• **EXERCISE DIRECTIONS**
Lay out everything in the material below, from the line containing "instance of power" down to the line containing "0, 0, 383, 55", both included, as a Markdown table with the columns Row and Text. Give one numbered row per line and skip blank lines.

• **TASK INPUT**
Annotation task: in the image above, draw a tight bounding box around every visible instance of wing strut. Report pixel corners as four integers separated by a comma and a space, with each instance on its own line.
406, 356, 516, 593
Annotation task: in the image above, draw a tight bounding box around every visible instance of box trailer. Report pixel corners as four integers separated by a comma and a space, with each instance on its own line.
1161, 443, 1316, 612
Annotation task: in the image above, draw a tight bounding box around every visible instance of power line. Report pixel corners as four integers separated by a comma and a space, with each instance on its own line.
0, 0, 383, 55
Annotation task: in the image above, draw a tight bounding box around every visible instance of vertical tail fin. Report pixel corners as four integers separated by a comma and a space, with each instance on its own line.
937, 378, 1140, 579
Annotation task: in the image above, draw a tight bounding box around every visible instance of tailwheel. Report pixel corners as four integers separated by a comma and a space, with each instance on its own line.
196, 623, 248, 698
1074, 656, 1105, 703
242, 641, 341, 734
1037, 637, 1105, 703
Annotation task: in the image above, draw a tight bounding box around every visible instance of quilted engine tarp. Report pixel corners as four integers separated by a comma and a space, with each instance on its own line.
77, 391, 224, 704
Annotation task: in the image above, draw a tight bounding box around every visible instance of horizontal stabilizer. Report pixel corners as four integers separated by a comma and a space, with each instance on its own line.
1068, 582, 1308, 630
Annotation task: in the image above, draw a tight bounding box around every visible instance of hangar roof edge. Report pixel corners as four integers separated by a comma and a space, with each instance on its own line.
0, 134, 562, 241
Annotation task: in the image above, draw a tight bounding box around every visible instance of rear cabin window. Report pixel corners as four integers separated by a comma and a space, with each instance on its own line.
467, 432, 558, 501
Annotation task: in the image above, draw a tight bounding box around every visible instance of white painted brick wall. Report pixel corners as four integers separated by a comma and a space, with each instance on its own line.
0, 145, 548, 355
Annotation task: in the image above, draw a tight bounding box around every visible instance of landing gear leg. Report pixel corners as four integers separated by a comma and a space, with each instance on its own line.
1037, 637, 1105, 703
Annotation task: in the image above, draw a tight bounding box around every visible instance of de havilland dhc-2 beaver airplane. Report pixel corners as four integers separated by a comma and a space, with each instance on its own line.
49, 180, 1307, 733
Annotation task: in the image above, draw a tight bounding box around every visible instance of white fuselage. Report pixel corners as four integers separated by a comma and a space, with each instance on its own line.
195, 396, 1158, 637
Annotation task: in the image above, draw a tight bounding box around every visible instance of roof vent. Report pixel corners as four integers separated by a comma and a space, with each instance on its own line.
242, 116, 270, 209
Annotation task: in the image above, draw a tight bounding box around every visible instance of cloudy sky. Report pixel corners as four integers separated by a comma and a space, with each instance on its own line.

• **THE RESPONSE**
| Row | Text |
|---|---|
| 1 | Annotation task: in the image above, draw a tight bounding box around every visible instance of power line. Report pixel corners as four integers separated by a comma and a space, with each instance on its own line. |
| 2 | 0, 0, 383, 55 |